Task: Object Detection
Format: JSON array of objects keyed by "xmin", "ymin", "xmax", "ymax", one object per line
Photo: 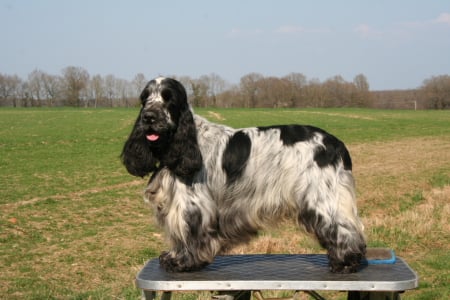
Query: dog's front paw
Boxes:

--- STATED EXERCISE ---
Rewrite the listing with "Query" changed to "Label" everywhere and nothing else touched. Don't include the pictures in your answer.

--- TASK RESPONSE ---
Task: Object Detection
Format: JSON array of objects keyed by "xmin", "ymin", "xmax", "ymax", one object per line
Photo: 
Label: dog's front paw
Boxes:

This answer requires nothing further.